## Extrait de page
=-=-=-=-=

Tensions entre le mode de vie des gens du voyage et l’aménagement du territoire

En 1999 est entrée en vigueur en Suisse la Convention-cadre pour la protection des minorités nationales (ci-après: Convention-cadre) du Conseil de l’Europe. Dans ce cadre, la Suisse a reconnu expressément le statut de minorité nationale aux minorités linguistiques, mais aussi aux membres de la communauté juive et aux gens du voyage. Elle s’est donc engagée en particulier à adopter des mesures adéquates en vue de promouvoir, dans tous les domaines de la vie économique, sociale, politique et culturelle, une égalité pleine et effective entre les gens du voyage et les personnes appartenant à la majorité (art. 4 al. 2 Convention-cadre) et à promouvoir des conditions propres à permettre aux gens du voyage de conserver et de développer leur culture (art. 5 al. 1 Convention-cadre). Selon une décision de principe du Conseil fédéral, les gens du voyage jouissent également de la protection constitutionnelle. A l’instar du droit international public, la Constitution fédérale suisse contraint également la Confédération, les cantons et les communes à tenir compte des besoins spécifiques des gens du voyage dans leur aménagement du territoire (ATF 129 II 321).

Même si des progrès divers ont été accomplis en matière de protection des gens du voyage, le domaine de l’aménagement du territoire, notamment, soulève encore de grandes difficultés. En 2008, le Comité des Ministres du Conseil de l’Europe a recommandé à la Suisse de faciliter et d’accélérer l’aménagement et la création d’aires de transit et de séjour et de prévoir de meilleures incitations financières ainsi que d’autres types d’incitations à la création d’aires de transit et de séjour. Malgré de nombreux efforts, la Suisse manque aujourd’hui encore de lieux susceptibles d’accueillir à court ou long terme les gens du voyage.

Dans son troisième rapport sur la mise en œuvre de la Convention-cadre de janvier 2012, la Confédération établit que la situation ne s’est pas améliorée en dix ans. Durant la dernière décennie, le nombre d’aires de séjour a certes augmenté, passant de 11 à 14 au total, mais cela ne couvre que 50 % des besoins en matière de séjour hivernal. La situation des aires de transit, surtout utilisées durant les mois d’été, est encore plus dramatique: leur nombre s’est réduit durant la dernière décennie, passant de 51 à 43. Il faut relever en outre qu’environ trois quarts des aires de transit souffrent de défauts au niveau de la qualité.

=-=-=-=-=

## Segment de données
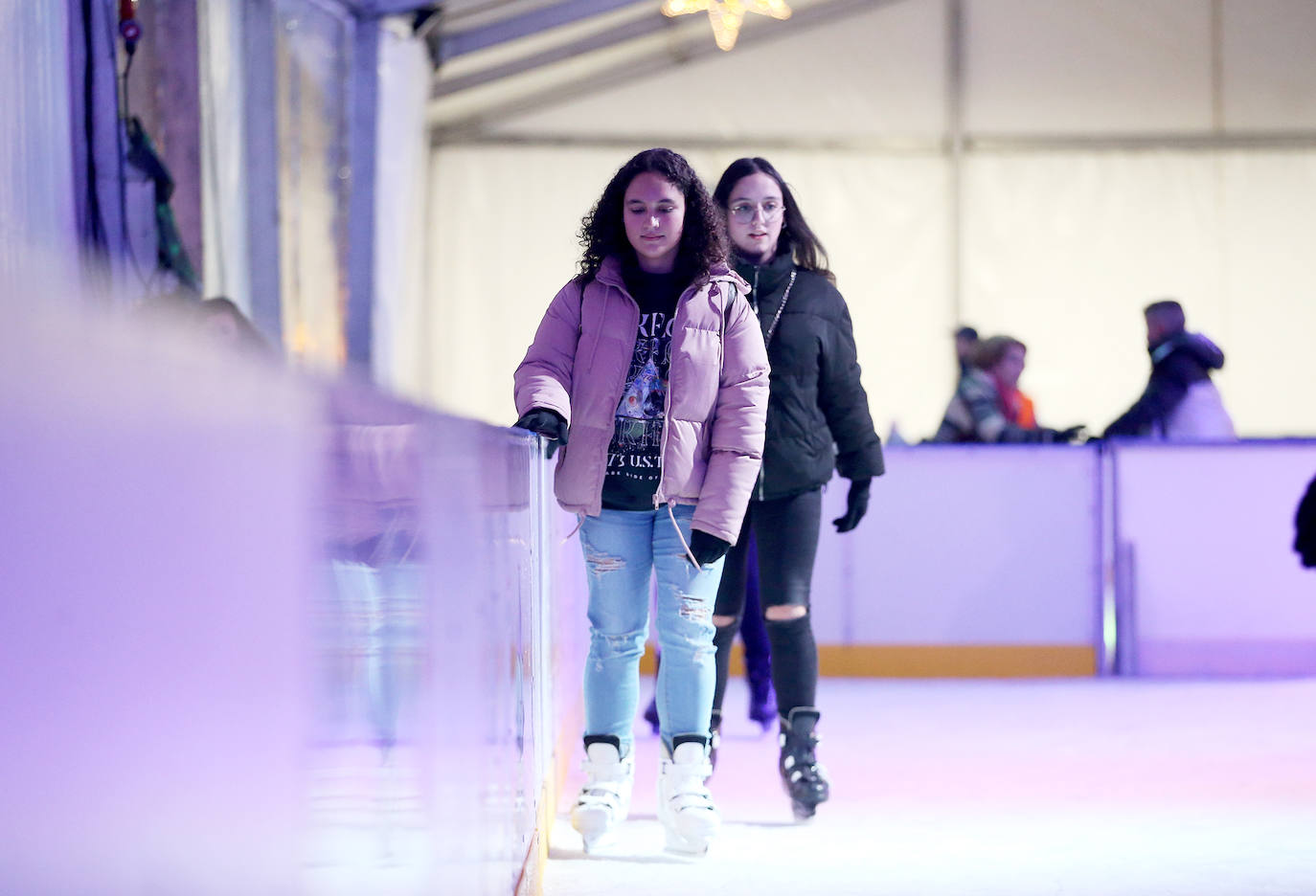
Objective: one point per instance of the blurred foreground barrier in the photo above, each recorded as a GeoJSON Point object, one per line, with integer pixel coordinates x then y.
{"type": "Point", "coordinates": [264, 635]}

=-=-=-=-=

## Objectif
Pouvez-vous restituer mot pour mot le passage du texte sur les gens du voyage et l'aménagement du territoire, de « Dans son troisième » à « de la qualité. » ?

## Tâche accomplie
Dans son troisième rapport sur la mise en œuvre de la Convention-cadre de janvier 2012, la Confédération établit que la situation ne s’est pas améliorée en dix ans. Durant la dernière décennie, le nombre d’aires de séjour a certes augmenté, passant de 11 à 14 au total, mais cela ne couvre que 50 % des besoins en matière de séjour hivernal. La situation des aires de transit, surtout utilisées durant les mois d’été, est encore plus dramatique: leur nombre s’est réduit durant la dernière décennie, passant de 51 à 43. Il faut relever en outre qu’environ trois quarts des aires de transit souffrent de défauts au niveau de la qualité.